| Extracted information |
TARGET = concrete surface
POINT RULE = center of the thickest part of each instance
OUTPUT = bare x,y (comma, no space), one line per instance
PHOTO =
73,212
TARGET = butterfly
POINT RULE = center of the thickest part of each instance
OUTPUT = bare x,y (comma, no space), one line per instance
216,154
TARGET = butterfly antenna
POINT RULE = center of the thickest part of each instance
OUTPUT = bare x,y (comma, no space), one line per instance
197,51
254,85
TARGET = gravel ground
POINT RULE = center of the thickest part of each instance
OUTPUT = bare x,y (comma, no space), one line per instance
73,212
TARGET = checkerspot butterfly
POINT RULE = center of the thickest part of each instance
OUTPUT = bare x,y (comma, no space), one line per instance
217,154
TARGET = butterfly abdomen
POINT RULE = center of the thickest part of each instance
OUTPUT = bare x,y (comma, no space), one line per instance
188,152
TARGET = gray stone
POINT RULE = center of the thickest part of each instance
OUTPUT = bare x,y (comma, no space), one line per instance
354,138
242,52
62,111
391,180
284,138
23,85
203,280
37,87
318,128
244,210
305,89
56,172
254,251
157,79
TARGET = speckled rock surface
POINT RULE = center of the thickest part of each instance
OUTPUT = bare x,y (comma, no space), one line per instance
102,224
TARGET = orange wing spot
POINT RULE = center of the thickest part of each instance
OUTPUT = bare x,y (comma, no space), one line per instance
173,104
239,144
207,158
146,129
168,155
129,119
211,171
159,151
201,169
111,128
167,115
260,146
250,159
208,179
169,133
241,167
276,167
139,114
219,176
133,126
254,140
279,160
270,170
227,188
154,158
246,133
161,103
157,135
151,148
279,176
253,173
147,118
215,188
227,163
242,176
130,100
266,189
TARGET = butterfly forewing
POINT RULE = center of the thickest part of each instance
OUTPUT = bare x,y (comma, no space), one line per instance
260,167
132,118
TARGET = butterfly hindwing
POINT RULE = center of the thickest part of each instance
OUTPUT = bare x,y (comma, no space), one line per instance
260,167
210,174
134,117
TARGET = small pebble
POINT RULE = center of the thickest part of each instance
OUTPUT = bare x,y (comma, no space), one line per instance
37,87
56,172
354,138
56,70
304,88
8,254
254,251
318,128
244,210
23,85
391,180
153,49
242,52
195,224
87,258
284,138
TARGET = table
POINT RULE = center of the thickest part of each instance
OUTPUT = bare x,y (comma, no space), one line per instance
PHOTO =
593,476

| What you are asked to do |
Transcribe the records above exactly as they appear.

| Answer to the problem |
TARGET = concrete surface
POINT RULE = center of the thickest part of each instance
OUTPUT = bare x,y (comma, no space), one line per instance
PHOTO =
73,212
TARGET = butterfly
POINT RULE = center of the thickest part of each instance
OUTPUT = bare x,y (comma, no space), one line per instance
216,154
TARGET = butterfly antenna
POINT RULE = center of the thickest part of each instance
OUTPUT = bare x,y (comma, no space), one line per instance
197,51
254,85
TARGET = gravel ground
POINT RULE = center of the thickest part of each instance
OUTPUT = bare x,y (comma, no space), one line per instance
73,212
TARGET = checkerspot butterfly
POINT RULE = center of the thickest part of each instance
OUTPUT = bare x,y (comma, no space), one line per instance
217,154
TARGET = butterfly abdomen
POINT RULE = center of the thickest part of each instance
OUTPUT = bare x,y (comma, no space), one line per instance
188,152
TARGET = gray stone
POINT RULE = center of the thickest part of each instance
OUTPUT = bare x,y (comma, no space), one line per instance
354,138
242,52
62,111
391,180
284,138
23,85
203,280
37,87
318,128
244,210
305,89
56,172
254,251
157,79
TARGET = speckled rock surface
POINT RULE = center of the thickest part of each instance
OUTPUT = bare x,y (comma, no space), one line per instance
102,224
TARGET = orange wing spot
POINT RULE = center of the thickest part of each instance
OUTPUT = bare x,y (comma, no space), one line per instance
173,104
239,144
207,158
146,129
168,155
129,119
211,171
159,151
201,169
111,128
167,115
260,146
250,159
208,179
169,133
241,167
276,167
139,114
219,176
133,126
254,140
279,160
270,170
227,188
154,158
246,133
161,103
157,135
151,148
279,176
253,173
147,118
215,188
227,163
242,176
130,100
266,189
TARGET = butterfly forewing
POINT RULE = center of the thickest part of each instance
OUTPUT = bare x,y (comma, no space), one line per instance
260,167
132,118
TARGET = butterfly hindwing
POINT RULE = center of the thickest part of each instance
OUTPUT = bare x,y (comma, no space), one line per instance
260,167
210,174
134,117
TARGET = small pebble
POINT RULE = center of the thickest part of each instance
OUTPUT = bare x,y (comma, no space), one line per instance
37,87
56,172
354,138
56,70
304,88
8,254
254,251
318,128
244,210
23,85
391,180
153,49
242,52
195,224
87,258
284,138
TARGET = table
POINT RULE = center of the thickest part of each instance
OUTPUT = bare x,y (comma, no space), one line per instance
PHOTO =
593,476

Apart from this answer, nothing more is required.